▶ RECORDS SUPPLIED:
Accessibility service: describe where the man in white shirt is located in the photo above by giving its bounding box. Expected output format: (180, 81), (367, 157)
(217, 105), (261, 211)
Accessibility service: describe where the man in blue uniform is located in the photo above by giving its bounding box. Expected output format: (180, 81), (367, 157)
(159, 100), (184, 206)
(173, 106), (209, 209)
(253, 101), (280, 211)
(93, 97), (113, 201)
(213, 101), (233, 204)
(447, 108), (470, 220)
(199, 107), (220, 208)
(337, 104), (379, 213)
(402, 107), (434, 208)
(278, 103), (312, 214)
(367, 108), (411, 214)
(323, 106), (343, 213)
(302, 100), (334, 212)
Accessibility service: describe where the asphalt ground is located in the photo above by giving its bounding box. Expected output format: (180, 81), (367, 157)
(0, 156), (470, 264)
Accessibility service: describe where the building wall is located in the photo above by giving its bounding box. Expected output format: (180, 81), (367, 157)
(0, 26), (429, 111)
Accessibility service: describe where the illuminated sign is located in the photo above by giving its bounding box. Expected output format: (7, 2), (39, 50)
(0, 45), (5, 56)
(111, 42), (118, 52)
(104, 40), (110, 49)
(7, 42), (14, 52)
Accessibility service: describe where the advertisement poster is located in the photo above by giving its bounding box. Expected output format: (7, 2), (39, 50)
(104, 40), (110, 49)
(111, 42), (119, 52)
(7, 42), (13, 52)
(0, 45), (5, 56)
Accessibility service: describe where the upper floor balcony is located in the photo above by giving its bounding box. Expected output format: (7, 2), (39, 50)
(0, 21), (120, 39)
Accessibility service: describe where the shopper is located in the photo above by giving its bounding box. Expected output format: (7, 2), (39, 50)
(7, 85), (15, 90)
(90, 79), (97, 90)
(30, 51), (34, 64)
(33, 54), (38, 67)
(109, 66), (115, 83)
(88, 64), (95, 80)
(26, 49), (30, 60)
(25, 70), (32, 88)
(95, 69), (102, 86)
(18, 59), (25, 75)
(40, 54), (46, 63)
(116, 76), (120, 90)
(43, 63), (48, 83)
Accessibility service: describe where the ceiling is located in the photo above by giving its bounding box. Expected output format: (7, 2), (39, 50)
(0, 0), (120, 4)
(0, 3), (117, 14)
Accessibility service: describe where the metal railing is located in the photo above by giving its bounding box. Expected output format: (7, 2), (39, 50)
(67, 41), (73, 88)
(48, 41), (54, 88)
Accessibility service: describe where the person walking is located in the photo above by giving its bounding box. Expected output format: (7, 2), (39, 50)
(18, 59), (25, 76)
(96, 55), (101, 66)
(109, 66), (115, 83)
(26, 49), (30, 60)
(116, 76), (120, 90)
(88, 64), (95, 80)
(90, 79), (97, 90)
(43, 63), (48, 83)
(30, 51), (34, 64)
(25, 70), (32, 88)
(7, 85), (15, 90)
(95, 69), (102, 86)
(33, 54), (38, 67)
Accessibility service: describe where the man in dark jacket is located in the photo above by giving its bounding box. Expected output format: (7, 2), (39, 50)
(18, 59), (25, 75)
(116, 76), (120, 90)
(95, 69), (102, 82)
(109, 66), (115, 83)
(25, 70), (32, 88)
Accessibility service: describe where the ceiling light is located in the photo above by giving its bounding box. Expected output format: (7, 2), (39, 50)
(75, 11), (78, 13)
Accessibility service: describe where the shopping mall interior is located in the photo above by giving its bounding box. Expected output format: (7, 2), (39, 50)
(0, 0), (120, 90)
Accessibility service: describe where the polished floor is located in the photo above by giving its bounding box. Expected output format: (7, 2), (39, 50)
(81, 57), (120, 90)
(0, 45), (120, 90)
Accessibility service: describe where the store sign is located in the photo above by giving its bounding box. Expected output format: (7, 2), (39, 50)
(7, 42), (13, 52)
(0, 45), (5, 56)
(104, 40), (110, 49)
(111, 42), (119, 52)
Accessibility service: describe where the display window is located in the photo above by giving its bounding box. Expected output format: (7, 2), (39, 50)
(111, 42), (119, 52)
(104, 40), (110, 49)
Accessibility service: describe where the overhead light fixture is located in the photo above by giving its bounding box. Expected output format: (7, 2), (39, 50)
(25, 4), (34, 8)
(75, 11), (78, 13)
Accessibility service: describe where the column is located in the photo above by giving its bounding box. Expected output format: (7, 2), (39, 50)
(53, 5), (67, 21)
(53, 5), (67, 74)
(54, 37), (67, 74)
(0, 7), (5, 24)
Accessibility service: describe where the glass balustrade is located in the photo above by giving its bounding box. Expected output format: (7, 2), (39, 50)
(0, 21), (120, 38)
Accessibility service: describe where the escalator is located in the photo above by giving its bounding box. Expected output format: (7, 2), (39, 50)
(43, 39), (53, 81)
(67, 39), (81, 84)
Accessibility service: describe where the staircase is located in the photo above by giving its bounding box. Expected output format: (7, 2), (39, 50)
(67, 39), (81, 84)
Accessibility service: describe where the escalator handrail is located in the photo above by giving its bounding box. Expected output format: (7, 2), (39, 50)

▶ AIM:
Update the listing above by changing every "bounding box" to "enclosing rectangle", keeping everything else the same.

▶ EXERCISE ANSWER:
Accessibility service: describe where the man in white shirt is located in the photo above by giving its enclosing rectangle. Expected output format: (180, 81), (367, 157)
(217, 105), (261, 211)
Accessibility service: describe where the man in blue uniform is located in the photo above by giving its enclosing rectangle. Expected output format: (180, 81), (367, 157)
(159, 100), (184, 206)
(173, 106), (209, 209)
(253, 101), (280, 211)
(93, 97), (113, 201)
(213, 101), (233, 204)
(447, 108), (470, 220)
(199, 107), (220, 208)
(337, 104), (379, 213)
(402, 107), (434, 208)
(278, 103), (312, 214)
(367, 108), (411, 214)
(323, 106), (343, 213)
(302, 100), (334, 212)
Accessibility service: describe where the asphalt ground is located in the photo above by giving its enclosing rectangle. Expected output format: (180, 81), (367, 157)
(0, 156), (470, 264)
Accessibility service: describe where the building wall is located in the photo above by giving its enclosing rectangle. Expected output format: (180, 81), (367, 157)
(0, 26), (429, 111)
Accessibility service: describe where the illuminated sign is located in the photo above by giving its enclosing rectangle. Expected output format: (7, 2), (39, 50)
(0, 45), (5, 56)
(111, 42), (118, 52)
(104, 40), (110, 49)
(7, 42), (14, 52)
Accessibility service: describe where the advertisement poster is located in the photo above by giving its enclosing rectangle. Expected output format: (7, 2), (39, 50)
(104, 40), (110, 49)
(111, 42), (119, 52)
(7, 42), (13, 52)
(0, 45), (5, 56)
Accessibility service: describe where the upper floor balcony is located in the photo above by giving its enclosing rectangle. Expected output format: (7, 2), (39, 50)
(0, 21), (120, 39)
Accessibility service: describe where the shopper is located in the photo above by giving its enclosing rectangle. Expected output format: (7, 2), (39, 50)
(7, 85), (15, 90)
(90, 79), (97, 90)
(30, 51), (34, 64)
(33, 54), (38, 67)
(109, 66), (115, 83)
(88, 64), (95, 80)
(26, 49), (30, 60)
(25, 70), (32, 88)
(95, 69), (102, 86)
(18, 59), (25, 75)
(40, 54), (46, 63)
(116, 76), (120, 90)
(43, 63), (48, 83)
Accessibility service: describe where the ceiling is located in the photo above by giving its enclosing rectangle. Expected output format: (7, 2), (39, 50)
(0, 0), (120, 4)
(0, 3), (117, 14)
Accessibility service: describe where the metal railing is located in the photo above by giving its enclosing rectangle. Expected output format: (7, 2), (39, 50)
(67, 41), (73, 88)
(48, 41), (54, 88)
Accessibility service: describe where the person walking is located in the photo above by giving its enclosing rectangle. Expected output format: (7, 2), (39, 50)
(18, 59), (25, 76)
(96, 55), (101, 66)
(109, 66), (115, 83)
(26, 49), (30, 60)
(116, 76), (120, 90)
(88, 64), (95, 80)
(90, 79), (97, 90)
(43, 63), (48, 83)
(30, 51), (34, 64)
(25, 70), (32, 88)
(7, 85), (15, 90)
(95, 69), (102, 86)
(33, 54), (38, 67)
Accessibility service: describe where the man in dark jacket is located in the photo above by giving its enclosing rectangle. Expected output format: (7, 2), (39, 50)
(18, 59), (25, 75)
(116, 76), (120, 90)
(95, 69), (102, 82)
(109, 66), (115, 83)
(25, 70), (32, 88)
Accessibility service: describe where the ceiling light is located in the photo above by giving its enclosing rectangle. Expected output format: (7, 2), (39, 50)
(75, 11), (78, 13)
Accessibility service: describe where the shopping mall interior is located in the photo above by giving its enclosing rectangle. Expected output format: (7, 2), (39, 50)
(0, 0), (120, 90)
Accessibility service: describe where the polished floor is located in the photo above by giving its enclosing rectangle. Expected output format: (7, 2), (39, 50)
(81, 57), (120, 90)
(0, 45), (120, 90)
Accessibility service: describe where the store sign is located in the photo above by giving its enclosing rectangle. Expected output format: (7, 2), (39, 50)
(7, 42), (13, 52)
(0, 45), (5, 56)
(104, 40), (110, 49)
(111, 42), (119, 52)
Accessibility service: describe where the display window is located in the photo above by giving its enclosing rectangle. Expected output format: (7, 2), (39, 50)
(111, 42), (119, 52)
(104, 40), (110, 49)
Accessibility service: describe where the overhead light fixture is located in the photo above by giving its enclosing rectangle. Expected output format: (7, 2), (39, 50)
(25, 4), (34, 8)
(75, 11), (78, 13)
Accessibility service: describe where the column is located in the photo above by giving its enclosing rectangle. Expected output format: (7, 2), (39, 50)
(53, 5), (67, 21)
(53, 5), (67, 74)
(54, 37), (67, 74)
(0, 7), (5, 24)
Accessibility service: describe where the glass balustrade is located in the photo above by giving its enclosing rectangle. Expected output format: (7, 2), (39, 50)
(0, 21), (120, 38)
Accessibility service: describe where the escalator is located in the photo above by giving its enclosing rectangle. Expected output format: (7, 2), (39, 50)
(43, 39), (53, 81)
(67, 39), (81, 84)
Accessibility service: describe where the staircase is located in the photo above by giving its enclosing rectangle. Expected output format: (7, 2), (39, 50)
(67, 39), (81, 84)
Accessibility service: describe where the escalator handrail is located in the photo above by giving its enclosing rectangle. Expected output format: (7, 2), (39, 50)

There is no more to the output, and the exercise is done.